__SOURCE PASSAGE__
= = = = =

Question

(1 + cot theta + tan theta )(sin theta - cos theta) is equal to secant theta upon cosec squared theta minus cosec squared theta upon secant squared theta


Prove it​

Answer 1

$\sf\huge\bold{Answer:}$

Given :

$⇒(1 + \cot \theta + \tan \theta)( \sin \theta - \cos \theta) = \frac{ \sec \theta }{ \cosec {}^{2} \theta } - \frac{ \cosec \theta}{ \sec {}^{2} \theta}$

To prove :

LHS=RHS

Solution :

$\fbox{LHS}$

$= (1 + \cot \theta + \tan \theta)( \sin \theta - \cos \theta)$

Using

$⇒ \cot( \alpha ) = \frac{ \cos( \alpha ) }{ \sin( \alpha ) } \\ ⇒ \tan( \alpha ) = \frac{ \sin( \alpha ) }{ \cos( \alpha ) }$

we get,

$= (1 + \frac{ \cos \theta }{ \sin \theta } + \frac{ \sin \theta }{ \cos \theta } )( \sin \theta - \cos \theta)$

Now,on multiplying both terms

$= ( \sin \theta + \cos \theta + \frac{ { \sin }^{2} \theta }{ \cos \theta } - \cos \theta - \frac{ \cos {}^{2} \theta }{ \sin \theta} - \sin \theta)$

On simplifying ,we get

$= \frac{ { \sin }^{2} \theta }{ \cos \theta } - \frac{ \cos {}^{2} \theta }{ \sin \theta}$

Now,using

$⇒ \sin( \alpha ) = \frac{1}{ \cosec( \alpha ) } \\ ⇒ \cos( \alpha ) = \frac{1}{ \sec( \alpha ) } \\ ⇒ \sin {}^{2} ( \alpha ) = \frac{1}{ \cosec {}^{2} ( \alpha ) } \\ ⇒ \cos {}^{2} ( \alpha ) = \frac{1}{ \sec {}^{2} ( \alpha ) }$

We get,

$= \frac{ \sec \theta }{ \cosec {}^{2} \theta } - \frac{ \cosec \theta }{ \sec {}^{2}\theta }$

$\fbox{RHS}$

$= \frac{ \sec \theta }{ \cosec {}^{2} \theta } - \frac{ \cosec \theta }{ \sec {}^{2}\theta }$

$\boxed{ \boxed{LHS=RHS} }$

Hence proved !

= = = = =

__INFORMATION SHOWN__

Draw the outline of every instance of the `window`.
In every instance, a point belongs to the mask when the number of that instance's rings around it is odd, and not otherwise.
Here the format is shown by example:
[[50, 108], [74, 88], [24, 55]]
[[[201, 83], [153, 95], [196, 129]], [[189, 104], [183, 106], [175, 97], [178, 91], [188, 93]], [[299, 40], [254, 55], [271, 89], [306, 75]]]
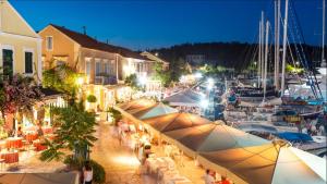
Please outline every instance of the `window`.
[[85, 70], [86, 75], [89, 77], [90, 75], [90, 61], [86, 61], [86, 70]]
[[46, 46], [47, 46], [47, 50], [53, 49], [53, 37], [52, 36], [46, 37]]
[[25, 73], [33, 73], [33, 52], [25, 51]]
[[108, 62], [105, 63], [105, 73], [110, 74], [110, 65]]
[[13, 50], [3, 49], [2, 50], [2, 61], [3, 61], [3, 74], [13, 74]]
[[64, 64], [65, 64], [64, 61], [61, 61], [61, 60], [57, 60], [57, 61], [56, 61], [56, 65], [57, 65], [57, 66], [64, 65]]
[[96, 76], [99, 76], [101, 73], [101, 62], [96, 61]]

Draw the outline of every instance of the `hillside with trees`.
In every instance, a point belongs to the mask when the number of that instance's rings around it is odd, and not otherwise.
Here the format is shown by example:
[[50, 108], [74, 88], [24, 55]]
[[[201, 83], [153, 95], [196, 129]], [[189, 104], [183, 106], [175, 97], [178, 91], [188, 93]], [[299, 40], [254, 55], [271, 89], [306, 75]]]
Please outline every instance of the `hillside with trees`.
[[[274, 47], [270, 48], [269, 60], [274, 61]], [[296, 51], [294, 45], [291, 45], [292, 54], [296, 60]], [[303, 46], [307, 60], [320, 61], [322, 50], [319, 47]], [[237, 71], [247, 69], [249, 65], [257, 60], [257, 45], [247, 42], [199, 42], [199, 44], [183, 44], [169, 48], [160, 48], [149, 50], [150, 52], [158, 52], [159, 57], [169, 61], [170, 65], [181, 65], [185, 62], [187, 54], [204, 54], [205, 63], [190, 63], [193, 66], [213, 65], [233, 68]], [[288, 54], [290, 57], [290, 54]], [[288, 61], [291, 59], [288, 58]], [[270, 62], [272, 63], [272, 62]], [[314, 65], [319, 63], [313, 62]]]

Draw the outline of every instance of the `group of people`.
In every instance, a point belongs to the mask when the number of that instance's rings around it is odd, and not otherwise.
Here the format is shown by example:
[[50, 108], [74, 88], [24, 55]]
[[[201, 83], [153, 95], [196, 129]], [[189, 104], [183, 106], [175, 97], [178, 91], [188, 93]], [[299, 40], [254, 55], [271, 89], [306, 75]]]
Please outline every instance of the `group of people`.
[[85, 165], [82, 169], [83, 184], [92, 184], [93, 181], [93, 169], [89, 161], [85, 162]]
[[[45, 135], [41, 124], [38, 124], [38, 125], [37, 125], [37, 131], [36, 131], [36, 132], [37, 132], [37, 136], [39, 136], [39, 137], [41, 137], [41, 136]], [[17, 131], [16, 131], [16, 136], [17, 136], [17, 137], [24, 137], [24, 136], [25, 136], [25, 134], [24, 134], [24, 132], [22, 131], [22, 127], [21, 127], [21, 126], [20, 126], [20, 127], [17, 128]]]
[[205, 184], [232, 184], [225, 175], [220, 176], [221, 180], [218, 179], [218, 174], [215, 171], [209, 169], [206, 170], [203, 180]]

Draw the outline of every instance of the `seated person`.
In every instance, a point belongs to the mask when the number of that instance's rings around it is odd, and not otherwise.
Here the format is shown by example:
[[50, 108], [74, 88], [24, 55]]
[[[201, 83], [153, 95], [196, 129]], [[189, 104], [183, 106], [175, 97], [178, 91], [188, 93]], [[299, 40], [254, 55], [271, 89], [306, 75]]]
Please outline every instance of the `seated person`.
[[24, 136], [21, 126], [19, 127], [19, 130], [17, 130], [17, 132], [16, 132], [16, 135], [17, 135], [17, 137], [23, 137], [23, 136]]
[[38, 135], [39, 137], [41, 137], [41, 136], [45, 135], [41, 124], [38, 124], [37, 135]]

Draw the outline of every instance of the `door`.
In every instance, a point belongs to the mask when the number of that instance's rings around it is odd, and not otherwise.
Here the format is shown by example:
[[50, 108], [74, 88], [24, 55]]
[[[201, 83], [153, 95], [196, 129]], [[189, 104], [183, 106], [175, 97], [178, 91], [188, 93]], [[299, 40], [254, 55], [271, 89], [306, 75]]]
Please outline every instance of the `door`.
[[2, 50], [2, 68], [4, 75], [13, 75], [13, 51], [9, 49]]

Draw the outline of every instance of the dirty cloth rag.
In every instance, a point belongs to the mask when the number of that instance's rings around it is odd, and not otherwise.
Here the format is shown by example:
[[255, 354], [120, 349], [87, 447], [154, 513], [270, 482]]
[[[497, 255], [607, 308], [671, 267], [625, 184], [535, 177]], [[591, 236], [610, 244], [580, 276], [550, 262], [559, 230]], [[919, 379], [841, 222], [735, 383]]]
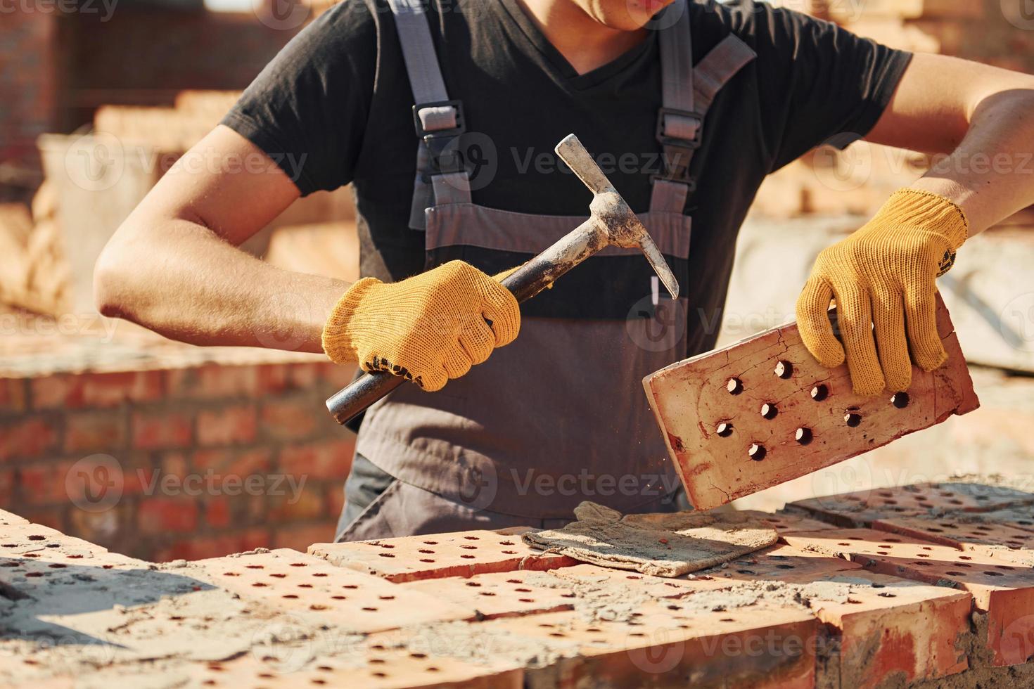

= = = = =

__THINGS TO DO__
(1) Answer these about the trig proof thread:
(a) What does the answer give under "To prove :"?
(b) After "On simplifying ,we get", what expression does the left side reduce to?
(c) What words close the answer?
(2) Please recast the lines of the records as a Markdown table with the columns n and Line, starting with the line that contains "Draw the outline of every instance of the dirty" and going on through the end of the records. Leave out blank lines and pictures.

__SOLUTIONS__
(1)
(a) LHS=RHS
(b) sin²θ/cos θ − cos²θ/sin θ
(c) Hence proved !

(2)
| n | Line |
|---|---|
| 1 | Draw the outline of every instance of the dirty cloth rag. |
| 2 | In every instance, a point belongs to the mask when the number of that instance's rings around it is odd, and not otherwise. |
| 3 | Here the format is shown by example: |
| 4 | [[255, 354], [120, 349], [87, 447], [154, 513], [270, 482]] |
| 5 | [[[497, 255], [607, 308], [671, 267], [625, 184], [535, 177]], [[591, 236], [610, 244], [580, 276], [550, 262], [559, 230]], [[919, 379], [841, 222], [735, 383]]] |